> **TASK OBJECTIVE**: Copy each line of the data below, character for character.

> **EXERCISE MATERIALS**:
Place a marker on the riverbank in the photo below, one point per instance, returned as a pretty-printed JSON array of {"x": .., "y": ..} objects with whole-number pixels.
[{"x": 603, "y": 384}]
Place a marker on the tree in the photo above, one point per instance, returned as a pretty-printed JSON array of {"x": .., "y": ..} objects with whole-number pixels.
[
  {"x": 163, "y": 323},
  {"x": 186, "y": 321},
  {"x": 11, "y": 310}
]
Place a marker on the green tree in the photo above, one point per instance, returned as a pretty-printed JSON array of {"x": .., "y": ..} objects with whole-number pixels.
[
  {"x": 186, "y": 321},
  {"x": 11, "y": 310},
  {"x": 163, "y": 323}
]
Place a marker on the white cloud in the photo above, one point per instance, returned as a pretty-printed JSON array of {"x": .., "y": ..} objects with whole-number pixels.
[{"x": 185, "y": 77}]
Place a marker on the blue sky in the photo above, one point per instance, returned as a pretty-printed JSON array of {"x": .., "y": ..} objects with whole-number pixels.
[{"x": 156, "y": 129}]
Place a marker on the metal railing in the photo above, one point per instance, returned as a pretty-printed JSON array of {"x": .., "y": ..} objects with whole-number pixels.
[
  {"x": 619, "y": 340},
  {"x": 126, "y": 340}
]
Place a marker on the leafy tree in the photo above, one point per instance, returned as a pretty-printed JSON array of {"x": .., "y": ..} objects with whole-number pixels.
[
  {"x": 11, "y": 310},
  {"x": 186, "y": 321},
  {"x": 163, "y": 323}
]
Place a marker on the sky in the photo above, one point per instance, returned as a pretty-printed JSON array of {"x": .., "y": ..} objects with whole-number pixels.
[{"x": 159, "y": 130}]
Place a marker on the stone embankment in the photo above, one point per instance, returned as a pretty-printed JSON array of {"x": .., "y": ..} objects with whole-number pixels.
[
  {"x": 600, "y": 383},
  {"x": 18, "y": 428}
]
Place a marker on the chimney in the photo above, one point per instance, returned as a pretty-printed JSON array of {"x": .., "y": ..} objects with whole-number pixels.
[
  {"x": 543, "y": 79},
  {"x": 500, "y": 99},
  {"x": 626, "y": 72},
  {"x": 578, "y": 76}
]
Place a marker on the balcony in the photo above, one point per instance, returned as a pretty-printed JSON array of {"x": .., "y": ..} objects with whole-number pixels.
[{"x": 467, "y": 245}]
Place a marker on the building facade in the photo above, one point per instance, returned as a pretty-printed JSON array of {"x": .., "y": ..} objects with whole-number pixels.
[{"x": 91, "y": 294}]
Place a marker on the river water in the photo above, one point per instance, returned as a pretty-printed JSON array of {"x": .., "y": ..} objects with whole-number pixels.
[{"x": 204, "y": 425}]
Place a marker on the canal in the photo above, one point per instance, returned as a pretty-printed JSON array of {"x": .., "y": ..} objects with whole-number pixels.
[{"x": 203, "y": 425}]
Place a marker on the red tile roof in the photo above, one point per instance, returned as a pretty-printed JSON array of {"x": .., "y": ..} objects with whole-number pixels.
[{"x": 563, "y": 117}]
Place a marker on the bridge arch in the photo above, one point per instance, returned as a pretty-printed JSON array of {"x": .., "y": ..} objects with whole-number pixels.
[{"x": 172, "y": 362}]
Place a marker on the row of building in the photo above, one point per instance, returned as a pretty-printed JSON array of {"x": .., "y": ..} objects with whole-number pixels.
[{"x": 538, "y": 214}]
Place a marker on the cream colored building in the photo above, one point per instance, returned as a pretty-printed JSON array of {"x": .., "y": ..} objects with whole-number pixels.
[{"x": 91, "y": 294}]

> **RESPONSE TO THIS EXERCISE**:
Place a marker on the riverbank in the photo below, one point per instance, returned as a pretty-printed JSON array of {"x": .., "y": ..} objects with whole-number pixels.
[{"x": 603, "y": 384}]
Place a marker on the tree in the photo above, one point per instance, returned as a pretty-printed JSON array of {"x": .., "y": ..} objects with whole-number pixels.
[
  {"x": 163, "y": 323},
  {"x": 186, "y": 321},
  {"x": 11, "y": 310}
]
Place a marker on the green tree in the photo above, one point per instance, returned as a pretty-printed JSON array of {"x": .., "y": ..} objects with whole-number pixels.
[
  {"x": 186, "y": 321},
  {"x": 11, "y": 310},
  {"x": 163, "y": 323}
]
Place a marker on the white cloud in the photo above, one point per instance, returned as a pretty-printed JSON array of {"x": .., "y": ..} objects with whole-number pixels.
[{"x": 185, "y": 77}]
Place a marker on the blue sky in the photo above, one point per instance, returned as a pretty-printed JSON array of {"x": .., "y": ..} objects with whole-number pixels.
[{"x": 156, "y": 129}]
Place a marker on the metal railing in the photo above, one point per instance, returned as a pretty-printed JSON array of {"x": .., "y": ..} objects with whole-number pixels.
[
  {"x": 619, "y": 340},
  {"x": 126, "y": 340}
]
Place a marker on the leafy tree in the photo above, one point per instance, returned as a pretty-printed JSON array of {"x": .., "y": ..} objects with whole-number pixels.
[
  {"x": 11, "y": 310},
  {"x": 186, "y": 321},
  {"x": 163, "y": 323}
]
Place a marker on the sky in the photo above, one point per instance, returned as a pretty-printed JSON array of {"x": .., "y": ..} objects with whole-number pixels.
[{"x": 159, "y": 130}]
Place a marker on the stone embankment in the photo above, one point per instance, returned as a pretty-printed JSON array of {"x": .., "y": ..} objects with whole-number pixels.
[
  {"x": 600, "y": 383},
  {"x": 18, "y": 428}
]
Place a marker on the chimney in the photo above, one point per instance, returned as a pretty-printed JSON array of {"x": .., "y": ..} objects with whole-number pixels.
[
  {"x": 543, "y": 79},
  {"x": 500, "y": 99},
  {"x": 626, "y": 72},
  {"x": 578, "y": 76}
]
Place a marker on the balcony in the photo above, one point per instance, returned as a pretty-printed JSON array of {"x": .., "y": ..} objects with whole-number pixels.
[{"x": 467, "y": 245}]
Place a marker on the building facade in the photo above, one point per instance, returned as a pretty-printed JSON array of {"x": .., "y": ..} objects with whole-number pixels.
[{"x": 91, "y": 294}]
Place a marker on the river water in the photo above, one point per instance, returned as a pretty-printed JSON array of {"x": .., "y": ..} objects with whole-number pixels.
[{"x": 204, "y": 425}]
Place a marker on the canal in the photo above, one point per instance, returned as a pretty-printed JSON array of {"x": .., "y": ..} objects with whole-number pixels.
[{"x": 203, "y": 425}]
Place a marker on the red tile roof in the photo above, one point per instance, returned as a pretty-printed JSON array of {"x": .., "y": ..} objects with whole-number pixels.
[{"x": 563, "y": 117}]
Place a marker on the bridge arch in the photo above, one point per instance, returned as a pretty-printed JSON array of {"x": .., "y": ..} objects with whole-number pixels.
[{"x": 172, "y": 362}]
Place a marker on the row of building in the photo above, one point per instance, returned as a pretty-printed JSON array of {"x": .., "y": ..} objects with whole-number pixels.
[{"x": 538, "y": 214}]
Place a marker on the cream colored building in the photo above, one point per instance, returned as a pretty-printed JSON array of {"x": .., "y": ..} objects with whole-number pixels.
[{"x": 91, "y": 294}]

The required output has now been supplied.